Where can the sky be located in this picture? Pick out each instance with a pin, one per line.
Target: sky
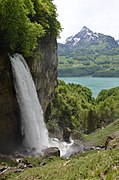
(101, 16)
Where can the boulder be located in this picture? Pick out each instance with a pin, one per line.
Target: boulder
(52, 151)
(66, 135)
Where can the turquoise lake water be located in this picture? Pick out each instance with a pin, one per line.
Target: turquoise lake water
(95, 84)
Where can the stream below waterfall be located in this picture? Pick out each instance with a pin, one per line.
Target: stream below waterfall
(33, 128)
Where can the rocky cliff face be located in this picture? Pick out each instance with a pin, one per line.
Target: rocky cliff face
(44, 70)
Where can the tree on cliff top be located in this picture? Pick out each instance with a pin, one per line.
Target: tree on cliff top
(22, 22)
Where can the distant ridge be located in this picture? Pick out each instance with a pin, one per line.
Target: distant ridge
(89, 53)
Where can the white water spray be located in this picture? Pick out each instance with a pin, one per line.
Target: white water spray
(33, 126)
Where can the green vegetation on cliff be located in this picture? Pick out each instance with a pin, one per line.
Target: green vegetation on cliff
(73, 106)
(22, 22)
(94, 165)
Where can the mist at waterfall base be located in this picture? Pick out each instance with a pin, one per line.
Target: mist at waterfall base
(33, 128)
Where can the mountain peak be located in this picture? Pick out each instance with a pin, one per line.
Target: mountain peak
(86, 37)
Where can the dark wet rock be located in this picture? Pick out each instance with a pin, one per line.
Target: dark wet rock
(112, 141)
(52, 151)
(66, 135)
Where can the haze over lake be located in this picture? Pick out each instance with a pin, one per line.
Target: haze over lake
(95, 84)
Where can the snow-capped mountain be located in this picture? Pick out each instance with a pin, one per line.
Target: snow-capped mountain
(84, 35)
(85, 38)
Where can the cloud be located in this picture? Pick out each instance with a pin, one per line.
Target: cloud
(98, 15)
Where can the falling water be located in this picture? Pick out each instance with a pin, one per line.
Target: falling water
(33, 127)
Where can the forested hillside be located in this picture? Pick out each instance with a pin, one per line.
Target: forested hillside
(73, 106)
(89, 54)
(23, 22)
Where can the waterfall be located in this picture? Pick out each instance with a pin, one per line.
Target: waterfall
(35, 134)
(33, 129)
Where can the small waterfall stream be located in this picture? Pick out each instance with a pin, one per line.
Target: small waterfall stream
(33, 127)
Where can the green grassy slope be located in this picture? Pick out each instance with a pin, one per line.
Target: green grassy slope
(93, 165)
(99, 137)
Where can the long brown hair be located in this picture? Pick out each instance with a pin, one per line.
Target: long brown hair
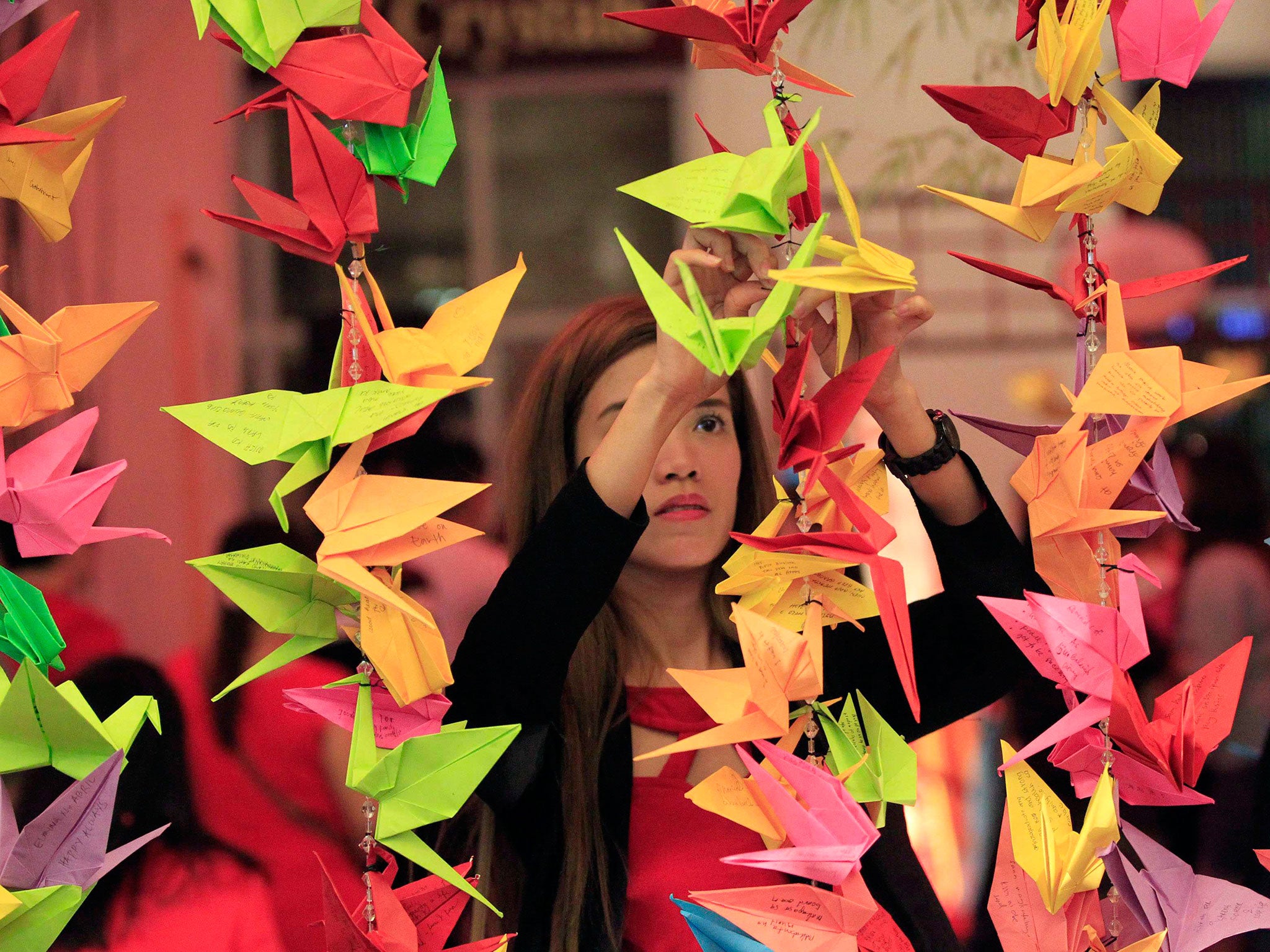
(540, 461)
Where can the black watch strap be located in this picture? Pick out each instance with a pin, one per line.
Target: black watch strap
(948, 444)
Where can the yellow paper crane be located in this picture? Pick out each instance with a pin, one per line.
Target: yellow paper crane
(752, 702)
(1043, 184)
(1059, 860)
(45, 364)
(381, 521)
(1135, 172)
(454, 340)
(1068, 48)
(43, 177)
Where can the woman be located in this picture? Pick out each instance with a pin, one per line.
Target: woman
(270, 780)
(630, 465)
(184, 890)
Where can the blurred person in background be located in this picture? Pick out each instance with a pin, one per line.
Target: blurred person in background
(89, 635)
(182, 891)
(269, 780)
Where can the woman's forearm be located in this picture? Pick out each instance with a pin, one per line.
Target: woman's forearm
(950, 491)
(620, 466)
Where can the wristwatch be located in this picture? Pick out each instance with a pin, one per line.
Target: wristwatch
(946, 446)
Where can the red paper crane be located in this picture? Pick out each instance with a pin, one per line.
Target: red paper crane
(810, 427)
(1011, 118)
(334, 197)
(23, 81)
(363, 76)
(806, 206)
(873, 534)
(751, 29)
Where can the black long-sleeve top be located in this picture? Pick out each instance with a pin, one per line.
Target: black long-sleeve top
(512, 664)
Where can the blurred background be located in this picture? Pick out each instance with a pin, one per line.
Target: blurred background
(556, 107)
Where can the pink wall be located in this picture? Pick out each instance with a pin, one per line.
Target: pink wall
(139, 235)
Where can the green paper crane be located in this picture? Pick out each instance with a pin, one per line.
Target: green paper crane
(282, 592)
(301, 428)
(47, 726)
(747, 193)
(422, 781)
(27, 630)
(722, 345)
(420, 150)
(266, 30)
(889, 771)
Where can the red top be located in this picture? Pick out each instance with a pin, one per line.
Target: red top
(271, 800)
(675, 845)
(211, 904)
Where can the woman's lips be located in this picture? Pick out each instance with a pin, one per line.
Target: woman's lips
(683, 508)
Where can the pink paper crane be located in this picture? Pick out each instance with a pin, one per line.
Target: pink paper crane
(1163, 38)
(827, 835)
(860, 547)
(52, 508)
(1077, 645)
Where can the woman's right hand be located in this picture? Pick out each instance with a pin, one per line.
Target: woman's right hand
(730, 271)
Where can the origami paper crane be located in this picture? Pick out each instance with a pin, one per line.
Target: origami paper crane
(1060, 861)
(818, 920)
(420, 781)
(1163, 38)
(722, 345)
(65, 845)
(1043, 183)
(393, 724)
(43, 177)
(383, 521)
(879, 767)
(1191, 719)
(47, 726)
(454, 342)
(303, 430)
(27, 630)
(52, 508)
(748, 193)
(1077, 645)
(752, 702)
(1020, 917)
(1135, 783)
(806, 206)
(863, 546)
(417, 917)
(827, 831)
(23, 79)
(365, 76)
(1168, 894)
(1135, 172)
(1008, 117)
(1068, 50)
(43, 364)
(282, 592)
(334, 200)
(863, 267)
(266, 30)
(409, 653)
(422, 149)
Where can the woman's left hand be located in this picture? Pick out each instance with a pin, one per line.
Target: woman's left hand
(877, 323)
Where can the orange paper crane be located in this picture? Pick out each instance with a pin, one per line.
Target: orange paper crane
(380, 521)
(753, 702)
(45, 364)
(1070, 484)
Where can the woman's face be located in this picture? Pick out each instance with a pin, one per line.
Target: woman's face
(691, 494)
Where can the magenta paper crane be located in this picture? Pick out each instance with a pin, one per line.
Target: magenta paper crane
(52, 508)
(1163, 38)
(1077, 645)
(827, 837)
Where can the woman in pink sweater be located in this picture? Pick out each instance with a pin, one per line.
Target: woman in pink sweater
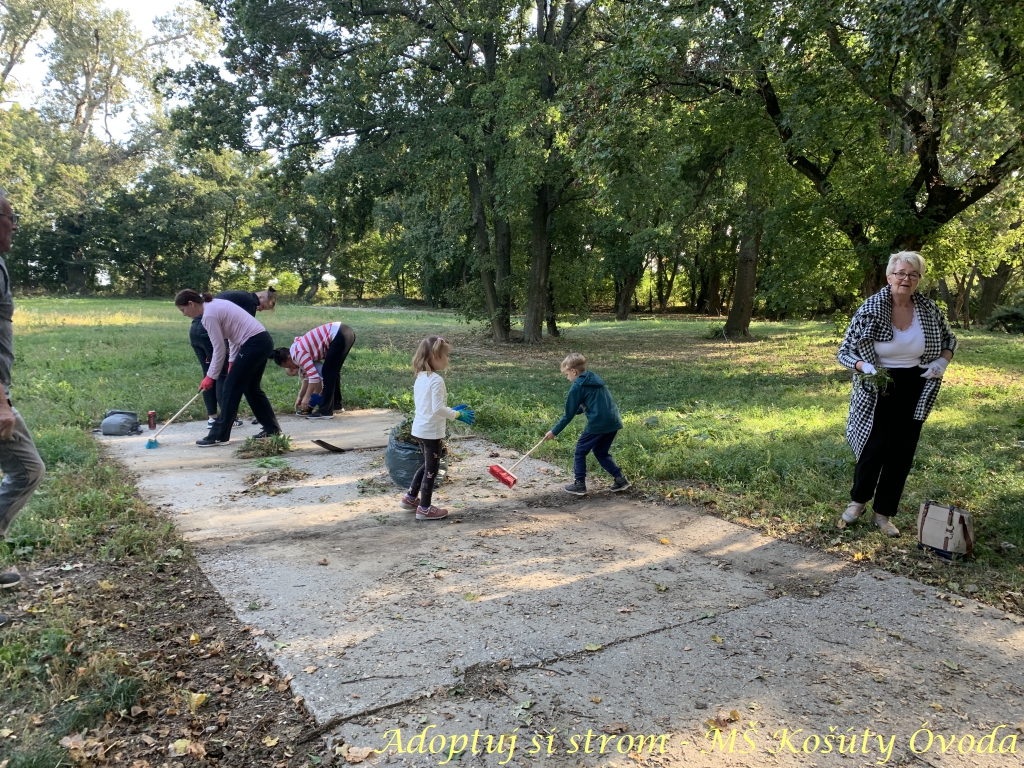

### [TASK INSTRUCTIONS]
List each line of the records above that contains the string "mist", copying every such line in full.

### [ANSWER TO THIS PROBLEM]
Where can the mist at waterfall base be located in this picture? Pick out each instance with a pin, one per line.
Target: mist at waterfall base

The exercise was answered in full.